TEXT PASSAGE:
In today’s post I will show you how to make your own sour dough at home. Have fun!
Homemade: Homemade Sour Dough
Difficulty: Easy – Medium
Preparation Time: 5 days
Our Recipe rating:
Ingredients for about 400 grams of sour dough::
- 200 grams of rye flour
- 200 – 250 milliliters of lukewarm water
Required kitchen gadgets, helper & preparations:
- High vessel to whisk together water and rye flour
- Whisk or fork
- Kitchen towel
Instructions for the homemade sour dough:
Mix 50 grams of rye flour and approx. 60 milliliters of lukewarm water in a bowl. Close the bowl with a lid (or alternatively with cling film), wrap it in a kitchen towel and leave it to rest in a warm place (preferably next to a heater) for 24 hours.

STATED EXERCISE A:
Can you format the listing below as a JSON list of strings, one string per line and no blank lines, starting at the line that contains "Do not take my word for it — the lioness is" and ending at the line that contains "16 274 54 290"?

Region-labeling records
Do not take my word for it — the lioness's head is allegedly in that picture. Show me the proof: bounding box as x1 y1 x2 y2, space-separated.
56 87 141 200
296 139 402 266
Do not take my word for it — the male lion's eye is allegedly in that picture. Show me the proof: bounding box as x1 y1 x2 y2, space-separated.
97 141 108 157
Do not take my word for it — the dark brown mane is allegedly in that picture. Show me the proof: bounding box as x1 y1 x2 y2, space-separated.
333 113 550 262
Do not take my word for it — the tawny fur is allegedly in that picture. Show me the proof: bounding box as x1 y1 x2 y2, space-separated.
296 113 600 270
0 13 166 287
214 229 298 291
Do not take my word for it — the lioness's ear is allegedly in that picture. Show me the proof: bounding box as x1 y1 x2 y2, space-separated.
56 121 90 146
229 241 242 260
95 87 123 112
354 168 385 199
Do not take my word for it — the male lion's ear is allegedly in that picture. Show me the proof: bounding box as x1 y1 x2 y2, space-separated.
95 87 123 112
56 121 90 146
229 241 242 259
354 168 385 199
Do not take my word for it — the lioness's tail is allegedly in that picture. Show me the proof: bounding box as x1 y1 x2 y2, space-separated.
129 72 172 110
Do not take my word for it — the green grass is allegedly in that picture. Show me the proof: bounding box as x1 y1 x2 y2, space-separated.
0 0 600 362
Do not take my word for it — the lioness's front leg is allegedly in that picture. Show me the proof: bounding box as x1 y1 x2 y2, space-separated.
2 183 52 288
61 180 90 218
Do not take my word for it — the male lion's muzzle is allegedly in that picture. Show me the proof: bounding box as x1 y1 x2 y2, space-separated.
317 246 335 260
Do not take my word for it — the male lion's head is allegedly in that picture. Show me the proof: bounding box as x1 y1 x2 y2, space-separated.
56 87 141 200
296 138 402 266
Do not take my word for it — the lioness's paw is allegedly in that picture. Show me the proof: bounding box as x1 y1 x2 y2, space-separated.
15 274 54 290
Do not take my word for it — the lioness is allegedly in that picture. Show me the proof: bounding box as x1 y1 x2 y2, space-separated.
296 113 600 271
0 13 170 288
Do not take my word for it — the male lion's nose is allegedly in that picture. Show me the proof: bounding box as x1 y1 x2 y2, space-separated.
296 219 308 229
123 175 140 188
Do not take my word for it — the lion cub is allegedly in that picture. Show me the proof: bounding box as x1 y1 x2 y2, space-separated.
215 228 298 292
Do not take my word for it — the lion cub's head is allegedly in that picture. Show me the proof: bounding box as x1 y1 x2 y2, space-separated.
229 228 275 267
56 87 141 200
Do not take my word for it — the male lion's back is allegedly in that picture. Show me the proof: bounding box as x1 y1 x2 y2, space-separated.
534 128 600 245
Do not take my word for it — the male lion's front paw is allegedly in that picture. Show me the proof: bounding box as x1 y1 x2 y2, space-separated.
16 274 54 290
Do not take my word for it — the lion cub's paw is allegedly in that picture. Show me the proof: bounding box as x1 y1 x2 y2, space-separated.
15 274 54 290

...

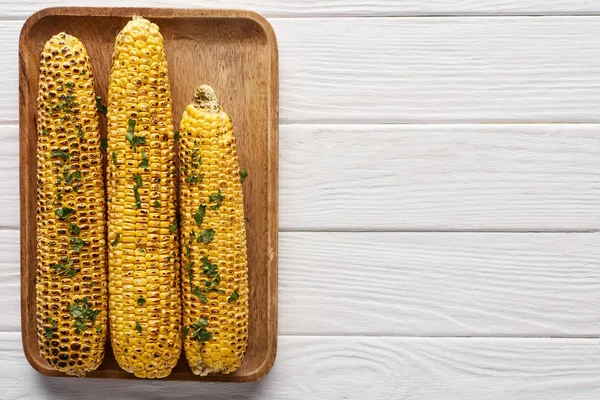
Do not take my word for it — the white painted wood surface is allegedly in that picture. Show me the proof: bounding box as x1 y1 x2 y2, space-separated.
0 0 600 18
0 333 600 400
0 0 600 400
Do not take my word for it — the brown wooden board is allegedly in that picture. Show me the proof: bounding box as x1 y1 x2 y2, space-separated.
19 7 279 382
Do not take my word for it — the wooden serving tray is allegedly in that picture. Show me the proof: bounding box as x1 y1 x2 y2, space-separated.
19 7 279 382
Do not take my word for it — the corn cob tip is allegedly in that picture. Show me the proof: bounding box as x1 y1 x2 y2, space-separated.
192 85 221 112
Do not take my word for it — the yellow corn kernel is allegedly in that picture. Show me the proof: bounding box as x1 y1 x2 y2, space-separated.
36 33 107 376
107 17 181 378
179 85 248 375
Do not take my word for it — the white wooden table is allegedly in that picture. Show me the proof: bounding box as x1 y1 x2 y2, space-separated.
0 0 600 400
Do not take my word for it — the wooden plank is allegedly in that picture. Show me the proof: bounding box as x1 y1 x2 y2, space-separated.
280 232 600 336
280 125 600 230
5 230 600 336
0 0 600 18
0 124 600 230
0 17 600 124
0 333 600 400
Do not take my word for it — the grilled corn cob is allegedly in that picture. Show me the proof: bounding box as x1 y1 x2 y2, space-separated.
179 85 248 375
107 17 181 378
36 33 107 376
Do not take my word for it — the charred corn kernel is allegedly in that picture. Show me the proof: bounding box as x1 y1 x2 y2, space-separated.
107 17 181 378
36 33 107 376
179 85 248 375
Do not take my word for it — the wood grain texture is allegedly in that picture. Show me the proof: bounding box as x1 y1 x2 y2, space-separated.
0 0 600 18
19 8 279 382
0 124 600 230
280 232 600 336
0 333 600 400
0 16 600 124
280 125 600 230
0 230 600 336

STATED EXERCISE B:
Could you resume the homemade sourdough recipe above from where it stops?

ANSWER A:
[
  "Do not take my word for it — the lioness is allegedly in that picture. Show me the proof: bounding box as x1 y1 x2 y2, space-separated.",
  "296 113 600 271",
  "0 13 170 288",
  "Do not take my word for it — the male lion's nose is allegedly in that picture. Show me the proof: bounding box as x1 y1 x2 y2, space-separated.",
  "296 219 308 229",
  "123 175 140 188",
  "Do not take my word for it — the lion cub is allegedly in that picture. Show me the proof: bounding box as x1 y1 x2 y2, space-separated.",
  "215 228 298 292",
  "Do not take my word for it — the lion cub's head is allegedly in that picture. Show me the proof: bounding box as x1 y1 x2 y2, space-separated.",
  "229 228 275 267",
  "56 87 141 200",
  "Do not take my word for it — the male lion's back is allegedly in that picture. Show me the proof: bounding box as x1 y1 x2 y2, space-separated.",
  "534 128 600 245",
  "Do not take my word for it — the male lion's front paw is allegedly in that picture. Show me the proof: bounding box as x1 y1 x2 y2, space-separated.",
  "16 274 54 290"
]

ANSWER B:
The next day, add 50 grams of rye flour again, mix with a fork, then pour in lukewarm water and stir until the dough runs thickly off the fork. Then close it again and wrap it in a kitchen towel and place it in a warm place for 24 hours. On day 3, add another 50 grams of rye flour and approx. 50 milliliters of lukewarm water and stir until a smooth and thick dough is formed.
Then cover again and place wrapped in a warm place for another 24 hours. On the 4th day, stir in 50 grams of rye flour and 50 – 60 milliliters of lukewarm water for the last time and leave it wrapped and covered in a warm place for the last 24 hours.
Stir the sourdough again with a fork on the 5th day and then use it in the desired recipe. If you like, you can fill 100 grams of the sourdough you have made into a screw-top jar and store it in the refrigerator for the next sourdough batch. Have fun imitating!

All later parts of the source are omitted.